(Entries from a dataset)
* * * * * * * * *

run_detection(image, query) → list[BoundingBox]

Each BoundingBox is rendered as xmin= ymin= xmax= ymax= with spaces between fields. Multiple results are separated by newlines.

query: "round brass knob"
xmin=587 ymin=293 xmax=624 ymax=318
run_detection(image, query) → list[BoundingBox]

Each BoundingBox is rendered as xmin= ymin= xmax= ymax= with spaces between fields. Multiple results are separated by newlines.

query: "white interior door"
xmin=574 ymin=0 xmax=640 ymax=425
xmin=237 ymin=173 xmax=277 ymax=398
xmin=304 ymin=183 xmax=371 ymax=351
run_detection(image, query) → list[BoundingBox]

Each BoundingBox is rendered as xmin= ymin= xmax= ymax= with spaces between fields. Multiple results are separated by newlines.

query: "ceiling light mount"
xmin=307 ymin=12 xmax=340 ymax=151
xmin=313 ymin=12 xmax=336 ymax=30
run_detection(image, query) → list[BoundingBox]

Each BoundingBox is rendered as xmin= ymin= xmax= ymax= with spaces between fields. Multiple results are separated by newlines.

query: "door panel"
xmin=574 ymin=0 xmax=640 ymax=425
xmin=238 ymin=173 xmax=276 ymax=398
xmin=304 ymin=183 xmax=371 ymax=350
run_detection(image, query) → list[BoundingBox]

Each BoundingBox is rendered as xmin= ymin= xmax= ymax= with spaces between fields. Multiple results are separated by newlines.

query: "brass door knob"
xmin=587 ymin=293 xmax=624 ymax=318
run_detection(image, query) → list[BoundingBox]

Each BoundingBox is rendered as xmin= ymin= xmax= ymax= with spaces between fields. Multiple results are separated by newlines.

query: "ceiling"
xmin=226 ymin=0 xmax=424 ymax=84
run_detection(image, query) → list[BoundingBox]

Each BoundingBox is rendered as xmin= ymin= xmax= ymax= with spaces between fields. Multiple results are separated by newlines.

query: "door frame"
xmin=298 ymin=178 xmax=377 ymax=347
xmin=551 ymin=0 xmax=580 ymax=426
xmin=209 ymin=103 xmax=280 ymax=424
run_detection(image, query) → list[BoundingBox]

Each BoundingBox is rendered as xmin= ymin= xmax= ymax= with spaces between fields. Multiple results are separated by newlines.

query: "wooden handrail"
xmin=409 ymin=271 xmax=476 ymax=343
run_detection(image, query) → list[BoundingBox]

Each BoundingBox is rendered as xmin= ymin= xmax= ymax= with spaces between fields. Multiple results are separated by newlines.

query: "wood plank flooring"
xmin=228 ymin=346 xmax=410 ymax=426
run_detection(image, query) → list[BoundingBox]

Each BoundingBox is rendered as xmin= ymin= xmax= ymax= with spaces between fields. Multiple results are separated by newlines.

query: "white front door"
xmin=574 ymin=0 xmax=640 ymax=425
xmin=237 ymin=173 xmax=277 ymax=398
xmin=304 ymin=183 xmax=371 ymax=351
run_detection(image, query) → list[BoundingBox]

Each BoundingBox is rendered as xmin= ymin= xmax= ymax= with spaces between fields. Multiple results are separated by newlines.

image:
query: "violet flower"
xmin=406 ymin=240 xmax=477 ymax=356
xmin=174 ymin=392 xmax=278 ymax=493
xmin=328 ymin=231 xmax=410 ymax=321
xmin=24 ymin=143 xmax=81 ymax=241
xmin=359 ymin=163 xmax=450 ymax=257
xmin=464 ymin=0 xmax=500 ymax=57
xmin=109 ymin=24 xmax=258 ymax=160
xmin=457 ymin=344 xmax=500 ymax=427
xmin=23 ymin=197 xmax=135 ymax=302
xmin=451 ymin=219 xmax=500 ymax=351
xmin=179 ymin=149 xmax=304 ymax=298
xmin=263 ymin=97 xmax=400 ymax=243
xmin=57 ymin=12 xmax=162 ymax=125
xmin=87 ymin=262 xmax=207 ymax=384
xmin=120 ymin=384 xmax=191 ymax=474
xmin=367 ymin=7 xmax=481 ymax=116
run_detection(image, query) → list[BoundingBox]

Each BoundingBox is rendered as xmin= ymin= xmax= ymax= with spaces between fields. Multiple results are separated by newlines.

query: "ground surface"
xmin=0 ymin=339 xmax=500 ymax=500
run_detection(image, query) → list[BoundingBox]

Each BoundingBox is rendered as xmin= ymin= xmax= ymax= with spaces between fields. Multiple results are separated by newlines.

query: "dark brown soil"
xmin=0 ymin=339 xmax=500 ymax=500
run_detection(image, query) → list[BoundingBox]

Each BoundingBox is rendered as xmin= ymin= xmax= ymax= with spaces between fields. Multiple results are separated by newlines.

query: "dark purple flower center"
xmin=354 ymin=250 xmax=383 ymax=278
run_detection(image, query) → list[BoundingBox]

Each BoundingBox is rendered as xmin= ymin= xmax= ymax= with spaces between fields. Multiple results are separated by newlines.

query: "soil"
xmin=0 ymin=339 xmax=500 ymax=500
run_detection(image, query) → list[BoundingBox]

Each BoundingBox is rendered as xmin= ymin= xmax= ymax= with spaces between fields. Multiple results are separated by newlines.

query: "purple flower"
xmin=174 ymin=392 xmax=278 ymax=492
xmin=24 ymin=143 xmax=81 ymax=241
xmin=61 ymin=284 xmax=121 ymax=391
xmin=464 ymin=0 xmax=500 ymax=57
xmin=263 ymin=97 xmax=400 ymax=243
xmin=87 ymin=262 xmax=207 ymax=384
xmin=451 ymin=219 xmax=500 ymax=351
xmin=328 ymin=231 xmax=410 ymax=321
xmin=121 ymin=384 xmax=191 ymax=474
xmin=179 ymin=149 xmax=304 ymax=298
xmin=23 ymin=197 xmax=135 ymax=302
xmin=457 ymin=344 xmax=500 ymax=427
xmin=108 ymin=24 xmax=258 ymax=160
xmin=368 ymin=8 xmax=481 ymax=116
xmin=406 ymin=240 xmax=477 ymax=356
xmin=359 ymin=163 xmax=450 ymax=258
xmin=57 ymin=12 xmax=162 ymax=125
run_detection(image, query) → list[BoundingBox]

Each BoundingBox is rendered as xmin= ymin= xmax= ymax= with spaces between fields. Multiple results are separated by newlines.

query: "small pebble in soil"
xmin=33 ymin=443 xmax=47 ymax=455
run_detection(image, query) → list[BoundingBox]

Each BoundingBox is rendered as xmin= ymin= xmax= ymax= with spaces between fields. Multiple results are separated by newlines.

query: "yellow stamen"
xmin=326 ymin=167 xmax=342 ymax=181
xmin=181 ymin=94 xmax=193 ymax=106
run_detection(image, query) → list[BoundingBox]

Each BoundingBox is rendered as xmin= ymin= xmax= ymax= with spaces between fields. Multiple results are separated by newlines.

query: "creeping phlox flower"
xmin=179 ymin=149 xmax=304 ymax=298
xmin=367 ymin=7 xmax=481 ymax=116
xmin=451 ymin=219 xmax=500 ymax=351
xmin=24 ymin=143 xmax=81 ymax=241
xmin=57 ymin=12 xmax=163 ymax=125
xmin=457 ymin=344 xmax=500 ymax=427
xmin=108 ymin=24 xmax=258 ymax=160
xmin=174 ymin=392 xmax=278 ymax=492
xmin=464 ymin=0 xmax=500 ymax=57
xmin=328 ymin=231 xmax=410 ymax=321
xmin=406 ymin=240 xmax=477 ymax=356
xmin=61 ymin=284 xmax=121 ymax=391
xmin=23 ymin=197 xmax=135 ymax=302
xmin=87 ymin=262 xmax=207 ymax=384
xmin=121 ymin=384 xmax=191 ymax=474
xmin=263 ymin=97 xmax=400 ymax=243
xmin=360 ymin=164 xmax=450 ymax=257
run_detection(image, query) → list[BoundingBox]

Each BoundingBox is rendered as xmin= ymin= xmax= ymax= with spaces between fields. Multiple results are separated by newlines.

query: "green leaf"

* * * * * * * * *

## EXERCISE REQUIREMENTS
Select every line in the material above that contains the word "dark", and copy each one out.

## EXPECTED ANSWER
query: "dark brown soil"
query: "dark purple flower center"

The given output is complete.